## WHAT TO WORK ON
a) From the binary numbers article, reproduce word for word the part that opens with the words containing "While you don't" and closes with "and data types.".
b) What prior knowledge does the binary numbers article recommend before starting the lesson?

## SELECTED EXTRACT
## begin

Understanding Binary Numbers using Python

In this article, we will cover the following topics:

- Introduction to Binary Numbers

- Binary Representation

- Convert Decimal Numbers to Binary

- Convert Binary Numbers to Decimal

- Introduction to a Bit

- Binary Arithmetic

- Binary addition, subtraction, multiplication, and division

- Overflow in binary arithmetic

- Bitwise Operators in Python

- AND (&), OR (|), XOR (^), NOT (~)

- Bit shifting (left shift << and right shift >>)

While you don't have to have a deep understanding of Python to complete this lesson, it's recommended that you have a basic knowledge of Python syntax and data types.

Introduction to Binary Numbers

Okie dokie artichokie! Let's dive into the world of binary numbers. Binary numbers are a fundamental concept in computer science and digital electronics. This system represents numbers using only two digits, 0 and 1. It's the foundation of all digital systems, including computers, smartphones, and other electronic devices.

Why Binary?

## end

## STORED RECORDS
## begin

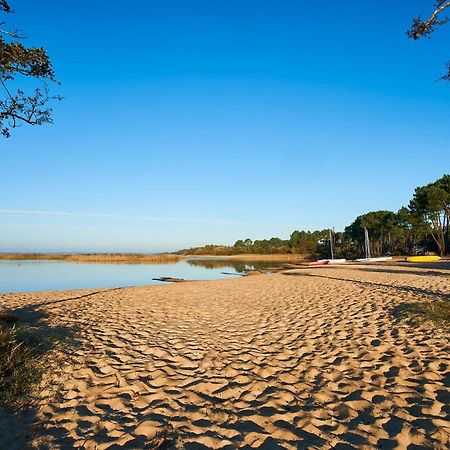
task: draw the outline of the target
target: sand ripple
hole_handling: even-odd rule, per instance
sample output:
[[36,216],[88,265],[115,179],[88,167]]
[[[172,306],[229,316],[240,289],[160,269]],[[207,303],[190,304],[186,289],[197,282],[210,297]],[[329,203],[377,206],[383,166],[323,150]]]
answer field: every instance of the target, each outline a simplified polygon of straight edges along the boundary
[[444,449],[448,338],[391,310],[449,285],[445,271],[327,268],[0,300],[45,301],[79,327],[43,393],[41,448]]

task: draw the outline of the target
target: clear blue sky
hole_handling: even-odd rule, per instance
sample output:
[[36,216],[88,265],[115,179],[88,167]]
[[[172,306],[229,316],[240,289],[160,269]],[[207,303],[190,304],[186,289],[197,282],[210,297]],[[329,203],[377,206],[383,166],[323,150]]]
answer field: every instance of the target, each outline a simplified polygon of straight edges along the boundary
[[450,172],[450,24],[405,37],[431,0],[11,3],[65,100],[0,141],[0,251],[343,229]]

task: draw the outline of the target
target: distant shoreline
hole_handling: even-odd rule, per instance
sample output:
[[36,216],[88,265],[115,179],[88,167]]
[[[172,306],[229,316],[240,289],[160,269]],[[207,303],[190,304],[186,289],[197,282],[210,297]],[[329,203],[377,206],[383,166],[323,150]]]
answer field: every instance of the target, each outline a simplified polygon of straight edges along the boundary
[[178,262],[181,260],[208,258],[239,261],[296,261],[304,262],[304,254],[240,254],[240,255],[175,255],[171,253],[0,253],[0,260],[56,260],[74,262]]

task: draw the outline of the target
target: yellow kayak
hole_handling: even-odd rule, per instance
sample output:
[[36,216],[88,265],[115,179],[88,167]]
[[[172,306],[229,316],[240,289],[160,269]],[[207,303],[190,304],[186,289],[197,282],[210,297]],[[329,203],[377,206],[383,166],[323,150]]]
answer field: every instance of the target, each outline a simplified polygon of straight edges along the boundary
[[433,262],[439,261],[441,259],[440,256],[408,256],[406,261],[408,262]]

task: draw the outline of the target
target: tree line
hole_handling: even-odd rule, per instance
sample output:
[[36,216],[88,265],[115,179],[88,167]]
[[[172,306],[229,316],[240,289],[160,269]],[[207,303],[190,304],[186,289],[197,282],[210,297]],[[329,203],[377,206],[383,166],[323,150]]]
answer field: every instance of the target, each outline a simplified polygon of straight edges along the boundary
[[[364,229],[373,256],[427,252],[441,256],[450,251],[450,175],[415,189],[408,206],[397,212],[370,211],[358,216],[343,232],[332,232],[335,256],[364,256]],[[289,254],[330,256],[330,232],[296,230],[289,239],[273,237],[234,245],[206,245],[181,250],[189,255]]]

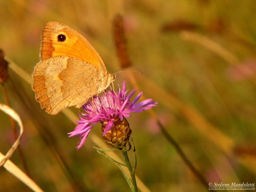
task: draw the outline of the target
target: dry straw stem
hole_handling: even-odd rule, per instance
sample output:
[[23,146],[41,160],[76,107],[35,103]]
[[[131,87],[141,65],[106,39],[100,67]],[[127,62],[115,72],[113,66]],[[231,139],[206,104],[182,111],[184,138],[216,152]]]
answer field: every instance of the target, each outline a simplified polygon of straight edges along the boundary
[[20,135],[6,155],[4,156],[0,152],[0,166],[3,165],[7,171],[23,182],[33,191],[37,192],[43,191],[40,188],[35,182],[9,160],[20,143],[20,138],[23,132],[23,125],[19,115],[13,109],[8,106],[0,103],[0,110],[12,117],[14,120],[16,121],[20,129]]
[[[2,159],[4,156],[4,155],[0,153],[0,159]],[[7,160],[3,166],[34,191],[43,191],[33,180],[10,160]]]
[[[20,68],[19,66],[12,62],[10,60],[6,59],[9,63],[9,67],[19,75],[21,78],[23,79],[29,85],[32,84],[32,79],[31,76],[27,73]],[[74,123],[76,124],[74,121],[74,119],[77,119],[78,118],[77,116],[71,111],[70,109],[68,108],[66,108],[61,111],[70,120]],[[97,146],[101,148],[104,148],[107,147],[107,145],[103,141],[102,139],[100,138],[98,136],[93,133],[92,132],[90,133],[90,138]],[[108,152],[108,155],[110,157],[116,159],[116,160],[122,162],[120,159],[113,151],[110,151]],[[125,171],[128,172],[128,169],[124,167]],[[127,173],[129,173],[127,172]],[[142,192],[149,192],[149,189],[145,185],[141,180],[137,176],[135,175],[136,180],[137,180],[137,185],[138,188]]]
[[232,53],[207,37],[196,33],[183,31],[181,32],[181,39],[189,41],[201,45],[215,53],[231,64],[236,64],[239,60]]
[[0,110],[3,111],[9,116],[12,117],[14,120],[18,123],[18,125],[20,128],[20,135],[18,137],[16,140],[15,141],[12,147],[8,151],[5,156],[3,158],[1,159],[1,161],[0,161],[0,167],[1,167],[4,164],[7,160],[10,159],[13,152],[15,151],[16,148],[17,148],[19,143],[20,143],[20,138],[23,133],[23,125],[22,124],[21,120],[20,119],[20,116],[14,110],[7,105],[2,103],[0,103]]

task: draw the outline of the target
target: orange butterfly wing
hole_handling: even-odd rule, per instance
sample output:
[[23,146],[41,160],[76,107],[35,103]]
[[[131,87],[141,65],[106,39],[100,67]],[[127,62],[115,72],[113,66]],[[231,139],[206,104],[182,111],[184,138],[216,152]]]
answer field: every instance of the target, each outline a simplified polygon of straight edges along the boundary
[[106,74],[107,70],[100,55],[81,34],[64,24],[51,21],[42,32],[40,50],[41,61],[63,55],[86,61]]

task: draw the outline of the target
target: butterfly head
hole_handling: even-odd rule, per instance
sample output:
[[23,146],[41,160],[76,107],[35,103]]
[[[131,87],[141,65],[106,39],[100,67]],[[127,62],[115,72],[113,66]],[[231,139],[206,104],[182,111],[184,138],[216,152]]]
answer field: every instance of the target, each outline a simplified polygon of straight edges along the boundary
[[117,73],[114,73],[112,75],[112,82],[113,82],[113,81],[115,81],[115,80],[116,80],[116,76],[117,76]]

## end

## RESULTS OF THE EXERCISE
a)
While you don't have to have a deep understanding of Python to complete this lesson, it's recommended that you have a basic knowledge of Python syntax and data types.

b) A basic knowledge of Python syntax and data types.